WHAT IS NEEDED » Can you format every line of the data below as a JSON list of strings, one string per line, leaving out blank lines?

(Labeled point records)
* start *
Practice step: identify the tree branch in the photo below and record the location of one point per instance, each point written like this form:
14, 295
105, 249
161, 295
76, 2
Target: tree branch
* end *
RESULT OF THIS EXERCISE »
[
  "Practice step: identify the tree branch in the photo below and record the location of one point per instance, each point written like this form:",
  "14, 295",
  "105, 249",
  "161, 295",
  "76, 2",
  "Target: tree branch"
]